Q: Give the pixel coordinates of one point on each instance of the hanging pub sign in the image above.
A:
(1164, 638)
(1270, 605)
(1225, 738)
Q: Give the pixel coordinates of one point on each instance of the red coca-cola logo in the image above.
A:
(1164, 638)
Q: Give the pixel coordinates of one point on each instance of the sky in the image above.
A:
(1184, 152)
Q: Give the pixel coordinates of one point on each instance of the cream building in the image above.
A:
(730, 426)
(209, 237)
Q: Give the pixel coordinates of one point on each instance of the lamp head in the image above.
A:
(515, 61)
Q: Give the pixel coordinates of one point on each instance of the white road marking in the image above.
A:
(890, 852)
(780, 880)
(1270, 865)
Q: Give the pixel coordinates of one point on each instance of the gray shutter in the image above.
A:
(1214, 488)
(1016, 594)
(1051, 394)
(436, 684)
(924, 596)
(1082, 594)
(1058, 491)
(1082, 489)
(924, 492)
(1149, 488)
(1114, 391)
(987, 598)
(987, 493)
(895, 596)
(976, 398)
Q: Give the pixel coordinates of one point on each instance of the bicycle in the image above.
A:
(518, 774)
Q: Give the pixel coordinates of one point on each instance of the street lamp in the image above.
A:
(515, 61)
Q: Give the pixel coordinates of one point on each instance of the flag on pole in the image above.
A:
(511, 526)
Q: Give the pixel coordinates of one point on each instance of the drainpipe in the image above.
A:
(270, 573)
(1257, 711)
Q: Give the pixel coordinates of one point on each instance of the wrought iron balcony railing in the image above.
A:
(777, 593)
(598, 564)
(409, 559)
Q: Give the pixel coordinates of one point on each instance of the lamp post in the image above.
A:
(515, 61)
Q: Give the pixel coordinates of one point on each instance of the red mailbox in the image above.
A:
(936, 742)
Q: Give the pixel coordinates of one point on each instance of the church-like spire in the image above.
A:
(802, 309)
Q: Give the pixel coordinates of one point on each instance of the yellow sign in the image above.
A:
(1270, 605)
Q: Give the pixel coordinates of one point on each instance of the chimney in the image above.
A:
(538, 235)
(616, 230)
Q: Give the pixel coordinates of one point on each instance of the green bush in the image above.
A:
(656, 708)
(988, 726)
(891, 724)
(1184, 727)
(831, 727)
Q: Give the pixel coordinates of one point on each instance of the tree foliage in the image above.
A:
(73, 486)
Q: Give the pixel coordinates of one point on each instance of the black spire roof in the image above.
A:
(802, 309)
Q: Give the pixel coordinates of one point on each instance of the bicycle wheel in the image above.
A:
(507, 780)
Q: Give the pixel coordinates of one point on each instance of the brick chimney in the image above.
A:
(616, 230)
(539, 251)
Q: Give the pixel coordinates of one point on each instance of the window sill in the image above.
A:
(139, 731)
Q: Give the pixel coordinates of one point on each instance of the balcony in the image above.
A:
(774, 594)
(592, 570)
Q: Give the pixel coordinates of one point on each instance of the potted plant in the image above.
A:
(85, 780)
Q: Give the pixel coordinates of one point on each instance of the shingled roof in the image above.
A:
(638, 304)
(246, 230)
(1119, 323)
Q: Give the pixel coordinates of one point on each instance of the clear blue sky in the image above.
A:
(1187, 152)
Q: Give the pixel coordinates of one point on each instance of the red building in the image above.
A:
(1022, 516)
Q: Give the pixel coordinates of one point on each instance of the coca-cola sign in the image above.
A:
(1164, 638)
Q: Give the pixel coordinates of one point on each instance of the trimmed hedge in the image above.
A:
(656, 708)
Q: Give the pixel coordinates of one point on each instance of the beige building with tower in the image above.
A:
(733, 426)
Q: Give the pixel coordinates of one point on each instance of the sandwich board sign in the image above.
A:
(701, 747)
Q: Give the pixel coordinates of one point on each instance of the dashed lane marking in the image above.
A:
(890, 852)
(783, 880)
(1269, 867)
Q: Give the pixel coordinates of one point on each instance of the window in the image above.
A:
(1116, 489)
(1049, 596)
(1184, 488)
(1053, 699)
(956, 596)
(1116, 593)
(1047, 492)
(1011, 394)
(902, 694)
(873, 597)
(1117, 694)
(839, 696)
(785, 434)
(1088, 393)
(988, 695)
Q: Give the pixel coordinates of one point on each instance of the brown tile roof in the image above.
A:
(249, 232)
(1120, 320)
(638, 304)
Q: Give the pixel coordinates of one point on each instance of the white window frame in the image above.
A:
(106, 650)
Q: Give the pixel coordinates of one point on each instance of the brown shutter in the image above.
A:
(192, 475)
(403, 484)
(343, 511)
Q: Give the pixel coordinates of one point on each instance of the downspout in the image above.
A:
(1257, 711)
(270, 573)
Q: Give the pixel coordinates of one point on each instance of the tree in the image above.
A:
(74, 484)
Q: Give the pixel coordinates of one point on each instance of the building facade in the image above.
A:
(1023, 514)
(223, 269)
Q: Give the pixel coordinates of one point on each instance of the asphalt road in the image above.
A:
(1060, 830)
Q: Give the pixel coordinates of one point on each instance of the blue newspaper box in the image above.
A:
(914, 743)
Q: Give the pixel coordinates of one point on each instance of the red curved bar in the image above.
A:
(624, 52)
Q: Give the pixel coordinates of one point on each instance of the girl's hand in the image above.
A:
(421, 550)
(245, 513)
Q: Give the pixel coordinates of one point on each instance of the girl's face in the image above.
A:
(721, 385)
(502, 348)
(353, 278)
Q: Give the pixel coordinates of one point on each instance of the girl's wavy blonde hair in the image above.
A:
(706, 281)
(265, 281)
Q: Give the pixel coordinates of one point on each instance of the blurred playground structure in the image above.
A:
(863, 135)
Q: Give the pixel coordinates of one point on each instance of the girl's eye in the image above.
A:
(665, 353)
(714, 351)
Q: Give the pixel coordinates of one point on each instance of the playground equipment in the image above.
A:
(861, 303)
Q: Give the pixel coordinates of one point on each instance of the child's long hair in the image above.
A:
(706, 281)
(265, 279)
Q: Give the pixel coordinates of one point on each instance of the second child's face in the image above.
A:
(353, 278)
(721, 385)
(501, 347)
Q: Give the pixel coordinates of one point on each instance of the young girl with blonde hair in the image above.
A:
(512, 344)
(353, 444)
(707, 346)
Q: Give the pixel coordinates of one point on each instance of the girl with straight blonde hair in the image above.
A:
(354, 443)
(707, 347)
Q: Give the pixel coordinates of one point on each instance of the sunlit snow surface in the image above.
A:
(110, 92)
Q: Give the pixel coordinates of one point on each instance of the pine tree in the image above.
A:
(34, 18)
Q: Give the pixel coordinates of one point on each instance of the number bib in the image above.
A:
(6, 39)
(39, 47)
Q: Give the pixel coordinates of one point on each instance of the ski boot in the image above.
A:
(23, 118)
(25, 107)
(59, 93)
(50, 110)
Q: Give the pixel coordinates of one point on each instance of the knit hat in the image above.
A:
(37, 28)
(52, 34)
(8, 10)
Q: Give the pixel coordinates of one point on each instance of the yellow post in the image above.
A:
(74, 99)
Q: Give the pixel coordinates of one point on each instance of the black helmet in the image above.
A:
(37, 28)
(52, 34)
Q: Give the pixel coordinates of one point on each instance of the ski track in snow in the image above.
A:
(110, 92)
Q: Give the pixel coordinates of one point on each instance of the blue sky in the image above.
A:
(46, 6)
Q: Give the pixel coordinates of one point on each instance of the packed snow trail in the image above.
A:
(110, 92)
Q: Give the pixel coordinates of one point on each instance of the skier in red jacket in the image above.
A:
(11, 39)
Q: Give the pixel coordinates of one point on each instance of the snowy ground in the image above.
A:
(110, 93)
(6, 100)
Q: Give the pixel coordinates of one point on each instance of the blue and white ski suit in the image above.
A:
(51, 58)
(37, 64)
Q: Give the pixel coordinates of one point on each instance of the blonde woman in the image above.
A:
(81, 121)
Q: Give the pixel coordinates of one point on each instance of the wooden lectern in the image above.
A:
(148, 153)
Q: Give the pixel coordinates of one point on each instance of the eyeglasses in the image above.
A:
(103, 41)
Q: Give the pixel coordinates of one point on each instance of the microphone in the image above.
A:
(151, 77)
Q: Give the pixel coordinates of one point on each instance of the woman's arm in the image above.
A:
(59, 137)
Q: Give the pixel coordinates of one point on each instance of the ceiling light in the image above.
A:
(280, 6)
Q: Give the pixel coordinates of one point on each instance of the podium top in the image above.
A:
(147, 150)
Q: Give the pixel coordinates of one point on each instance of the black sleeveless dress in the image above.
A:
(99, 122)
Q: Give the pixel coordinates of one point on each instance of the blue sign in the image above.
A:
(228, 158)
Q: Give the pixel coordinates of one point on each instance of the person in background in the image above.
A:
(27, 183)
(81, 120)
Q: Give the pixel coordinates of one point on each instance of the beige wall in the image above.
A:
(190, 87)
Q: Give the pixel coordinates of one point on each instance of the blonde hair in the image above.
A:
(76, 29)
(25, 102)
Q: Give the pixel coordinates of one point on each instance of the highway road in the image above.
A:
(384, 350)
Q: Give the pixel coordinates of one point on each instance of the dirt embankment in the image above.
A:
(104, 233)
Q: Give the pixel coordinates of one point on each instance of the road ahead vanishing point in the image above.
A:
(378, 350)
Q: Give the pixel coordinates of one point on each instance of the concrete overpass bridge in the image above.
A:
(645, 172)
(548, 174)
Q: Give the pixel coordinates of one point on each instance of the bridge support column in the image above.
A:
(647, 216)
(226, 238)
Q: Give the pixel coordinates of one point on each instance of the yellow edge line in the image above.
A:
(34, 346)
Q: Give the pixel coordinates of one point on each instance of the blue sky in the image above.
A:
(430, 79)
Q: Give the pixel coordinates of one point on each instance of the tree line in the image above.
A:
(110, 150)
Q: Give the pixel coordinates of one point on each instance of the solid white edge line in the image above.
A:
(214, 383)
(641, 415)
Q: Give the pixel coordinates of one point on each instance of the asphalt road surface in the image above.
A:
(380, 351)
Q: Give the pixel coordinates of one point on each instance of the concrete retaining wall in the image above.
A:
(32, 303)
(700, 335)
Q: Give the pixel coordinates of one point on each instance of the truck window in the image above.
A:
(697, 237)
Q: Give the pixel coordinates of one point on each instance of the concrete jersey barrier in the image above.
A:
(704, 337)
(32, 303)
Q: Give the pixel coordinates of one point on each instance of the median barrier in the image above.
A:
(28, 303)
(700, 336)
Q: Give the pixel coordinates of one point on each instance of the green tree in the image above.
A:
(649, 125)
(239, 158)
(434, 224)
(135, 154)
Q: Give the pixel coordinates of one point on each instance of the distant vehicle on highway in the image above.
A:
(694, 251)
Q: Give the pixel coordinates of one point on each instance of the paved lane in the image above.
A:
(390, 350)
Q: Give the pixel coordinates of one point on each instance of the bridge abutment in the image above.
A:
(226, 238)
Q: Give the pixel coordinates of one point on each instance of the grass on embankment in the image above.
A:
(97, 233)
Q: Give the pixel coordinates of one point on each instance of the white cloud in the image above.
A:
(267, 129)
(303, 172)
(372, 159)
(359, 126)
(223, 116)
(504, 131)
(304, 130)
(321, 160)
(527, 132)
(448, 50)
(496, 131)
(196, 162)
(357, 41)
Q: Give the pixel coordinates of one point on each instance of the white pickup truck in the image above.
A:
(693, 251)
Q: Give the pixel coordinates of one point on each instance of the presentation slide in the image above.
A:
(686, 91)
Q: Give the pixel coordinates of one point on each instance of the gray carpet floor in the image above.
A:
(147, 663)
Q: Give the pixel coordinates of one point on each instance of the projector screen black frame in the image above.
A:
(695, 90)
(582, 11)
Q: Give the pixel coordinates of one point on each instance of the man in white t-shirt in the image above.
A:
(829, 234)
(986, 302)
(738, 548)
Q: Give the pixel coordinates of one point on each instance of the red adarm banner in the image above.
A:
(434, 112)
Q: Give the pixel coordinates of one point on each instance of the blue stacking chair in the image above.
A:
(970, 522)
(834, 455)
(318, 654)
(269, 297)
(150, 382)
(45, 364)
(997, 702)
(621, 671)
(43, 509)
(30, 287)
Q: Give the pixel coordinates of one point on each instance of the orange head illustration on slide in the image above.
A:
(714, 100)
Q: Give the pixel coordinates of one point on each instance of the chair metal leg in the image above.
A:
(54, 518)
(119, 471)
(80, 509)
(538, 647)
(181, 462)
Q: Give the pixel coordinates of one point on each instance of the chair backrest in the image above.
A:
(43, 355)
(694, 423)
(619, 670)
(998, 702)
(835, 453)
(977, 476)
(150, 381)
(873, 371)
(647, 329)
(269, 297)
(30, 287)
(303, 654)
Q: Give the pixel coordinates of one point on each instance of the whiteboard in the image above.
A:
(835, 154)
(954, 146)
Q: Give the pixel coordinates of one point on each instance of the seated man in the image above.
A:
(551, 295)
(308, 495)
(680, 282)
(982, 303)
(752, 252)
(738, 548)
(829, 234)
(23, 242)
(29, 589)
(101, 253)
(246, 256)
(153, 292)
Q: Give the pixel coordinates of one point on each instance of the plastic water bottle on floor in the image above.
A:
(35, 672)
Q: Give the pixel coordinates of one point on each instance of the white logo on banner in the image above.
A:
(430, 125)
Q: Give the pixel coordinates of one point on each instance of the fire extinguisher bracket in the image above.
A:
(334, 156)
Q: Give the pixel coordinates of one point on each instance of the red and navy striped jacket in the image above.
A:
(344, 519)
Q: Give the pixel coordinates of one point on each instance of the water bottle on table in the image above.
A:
◇ ◇ ◇ ◇ ◇
_REQUIREMENT_
Find "carpet floor in the image above." in the data above, then repeat that line and all lines after it exactly, ending with the final line.

_EXPECTED OUTPUT_
Q: Give the pixel coordinates of one point on each instance of the gray carpet floor in the image above.
A:
(147, 663)
Q: Give the pixel coordinates of one point on each instance of the projector screen black frame in the image above.
A:
(695, 90)
(582, 11)
Q: Give the pixel coordinates of one point on each instance of the man in white t-shirt in the image above.
A:
(829, 234)
(986, 302)
(738, 548)
Q: Give the pixel coordinates of one point on each instance of the red adarm banner in the image above.
A:
(434, 112)
Q: Give the pixel coordinates of one point on each instance of the blue stacking chair in the image above.
A:
(970, 522)
(834, 455)
(318, 654)
(269, 297)
(150, 382)
(45, 364)
(997, 702)
(621, 671)
(43, 509)
(30, 287)
Q: Give the pixel coordinates of one point on each instance of the orange head illustration on slide in the image above.
A:
(714, 100)
Q: Give the pixel coordinates of one point on each instance of the chair metal leg in the image above.
A:
(54, 518)
(119, 471)
(80, 509)
(538, 647)
(181, 462)
Q: Give the pixel coordinates of one point on each instance of the chair backrest in the image above.
A:
(43, 355)
(694, 423)
(619, 670)
(998, 702)
(835, 453)
(977, 476)
(150, 381)
(873, 371)
(647, 329)
(269, 297)
(30, 287)
(303, 654)
Q: Give the pixel coordinates of one point on each instance of the whiteboard in the image above.
A:
(835, 154)
(954, 146)
Q: Give the pixel coordinates of one point on each instance of the seated man in the image above.
A:
(551, 295)
(308, 495)
(680, 282)
(982, 303)
(752, 252)
(738, 548)
(829, 234)
(23, 242)
(29, 589)
(101, 253)
(246, 256)
(153, 292)
Q: Give the pixel coordinates of one point on each instance of the plastic water bottle on floor in the image above.
A:
(35, 672)
Q: Give the pixel coordinates of one point on each instance of the white logo on banner in the image above.
A:
(430, 125)
Q: Give the pixel coordinates of one point on each instance of the fire extinguisher bracket in the image above.
A:
(334, 156)
Q: Give the pixel coordinates of one point on each instance of the red and navy striped jacket in the image above.
A:
(344, 519)
Q: Give the pixel coordinates of one point on each instance of the water bottle on table in the image above.
A:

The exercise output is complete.